[START OF Exercise material]
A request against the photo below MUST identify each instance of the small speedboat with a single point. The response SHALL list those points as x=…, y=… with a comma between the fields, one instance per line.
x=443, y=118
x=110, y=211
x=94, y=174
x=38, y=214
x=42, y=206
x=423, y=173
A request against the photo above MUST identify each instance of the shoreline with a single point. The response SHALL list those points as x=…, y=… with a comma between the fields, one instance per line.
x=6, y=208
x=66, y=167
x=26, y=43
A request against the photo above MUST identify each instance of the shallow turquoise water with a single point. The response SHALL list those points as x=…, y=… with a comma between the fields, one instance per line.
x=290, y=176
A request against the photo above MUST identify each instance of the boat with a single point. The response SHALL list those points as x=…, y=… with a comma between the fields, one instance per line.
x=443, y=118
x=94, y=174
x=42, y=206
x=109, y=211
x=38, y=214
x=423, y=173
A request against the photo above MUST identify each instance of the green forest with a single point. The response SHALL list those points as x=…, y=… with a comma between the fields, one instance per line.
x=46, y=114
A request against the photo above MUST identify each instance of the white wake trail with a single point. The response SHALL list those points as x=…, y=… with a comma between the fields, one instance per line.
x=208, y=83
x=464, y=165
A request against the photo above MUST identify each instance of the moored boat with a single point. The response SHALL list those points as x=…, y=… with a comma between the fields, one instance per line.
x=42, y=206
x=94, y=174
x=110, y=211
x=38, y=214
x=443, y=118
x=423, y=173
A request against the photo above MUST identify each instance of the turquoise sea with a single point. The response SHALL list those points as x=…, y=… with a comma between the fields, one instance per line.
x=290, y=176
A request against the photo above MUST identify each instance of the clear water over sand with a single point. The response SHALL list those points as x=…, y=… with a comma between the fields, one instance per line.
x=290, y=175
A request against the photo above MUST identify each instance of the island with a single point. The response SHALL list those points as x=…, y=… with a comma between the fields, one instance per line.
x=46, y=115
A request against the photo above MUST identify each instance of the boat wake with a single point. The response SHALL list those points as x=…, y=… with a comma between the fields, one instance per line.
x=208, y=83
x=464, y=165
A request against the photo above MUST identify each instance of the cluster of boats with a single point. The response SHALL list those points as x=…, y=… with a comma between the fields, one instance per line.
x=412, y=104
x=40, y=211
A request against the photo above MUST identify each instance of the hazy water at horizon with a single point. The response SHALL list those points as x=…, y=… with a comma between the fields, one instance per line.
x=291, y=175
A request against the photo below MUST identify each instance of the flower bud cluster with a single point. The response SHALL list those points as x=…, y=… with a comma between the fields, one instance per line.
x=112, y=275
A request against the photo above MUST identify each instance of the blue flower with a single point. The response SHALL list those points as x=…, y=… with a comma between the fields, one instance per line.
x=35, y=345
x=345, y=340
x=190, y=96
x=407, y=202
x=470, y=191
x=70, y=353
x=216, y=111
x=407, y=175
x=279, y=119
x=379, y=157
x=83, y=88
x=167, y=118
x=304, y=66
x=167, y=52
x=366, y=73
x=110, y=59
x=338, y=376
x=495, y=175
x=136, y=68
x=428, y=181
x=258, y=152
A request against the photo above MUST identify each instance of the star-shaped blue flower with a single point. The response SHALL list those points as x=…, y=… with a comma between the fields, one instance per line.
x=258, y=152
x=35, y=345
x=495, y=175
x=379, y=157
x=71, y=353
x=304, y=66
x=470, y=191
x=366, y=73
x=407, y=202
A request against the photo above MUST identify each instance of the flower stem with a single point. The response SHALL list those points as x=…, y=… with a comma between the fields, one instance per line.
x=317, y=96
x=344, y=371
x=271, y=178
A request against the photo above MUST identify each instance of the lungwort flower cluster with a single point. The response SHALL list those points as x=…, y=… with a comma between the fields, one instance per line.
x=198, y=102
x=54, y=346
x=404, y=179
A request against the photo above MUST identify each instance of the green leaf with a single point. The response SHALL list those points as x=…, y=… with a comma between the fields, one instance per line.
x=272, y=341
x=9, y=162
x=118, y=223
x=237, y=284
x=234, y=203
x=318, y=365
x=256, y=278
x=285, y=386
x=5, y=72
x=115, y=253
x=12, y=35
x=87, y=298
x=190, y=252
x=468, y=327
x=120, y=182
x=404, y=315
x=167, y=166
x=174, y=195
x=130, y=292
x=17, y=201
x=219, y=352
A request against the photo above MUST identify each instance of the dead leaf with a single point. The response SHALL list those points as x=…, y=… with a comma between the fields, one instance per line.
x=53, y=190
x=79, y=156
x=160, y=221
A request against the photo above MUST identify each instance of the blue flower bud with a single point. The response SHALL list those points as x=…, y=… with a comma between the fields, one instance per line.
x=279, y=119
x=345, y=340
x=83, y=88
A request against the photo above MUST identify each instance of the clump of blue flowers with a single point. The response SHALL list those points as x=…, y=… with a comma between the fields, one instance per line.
[END OF Exercise material]
[What you should do]:
Copy out the data word for word, starting with the line that contains "the flower bud" and continuing through the line that contains "x=112, y=275".

[Correct result]:
A request against the photo below MUST identify each instance of the flower bud cluster with a single point. The response SHALL list those points as x=…, y=… with a comma between the fields, one instance per line.
x=112, y=275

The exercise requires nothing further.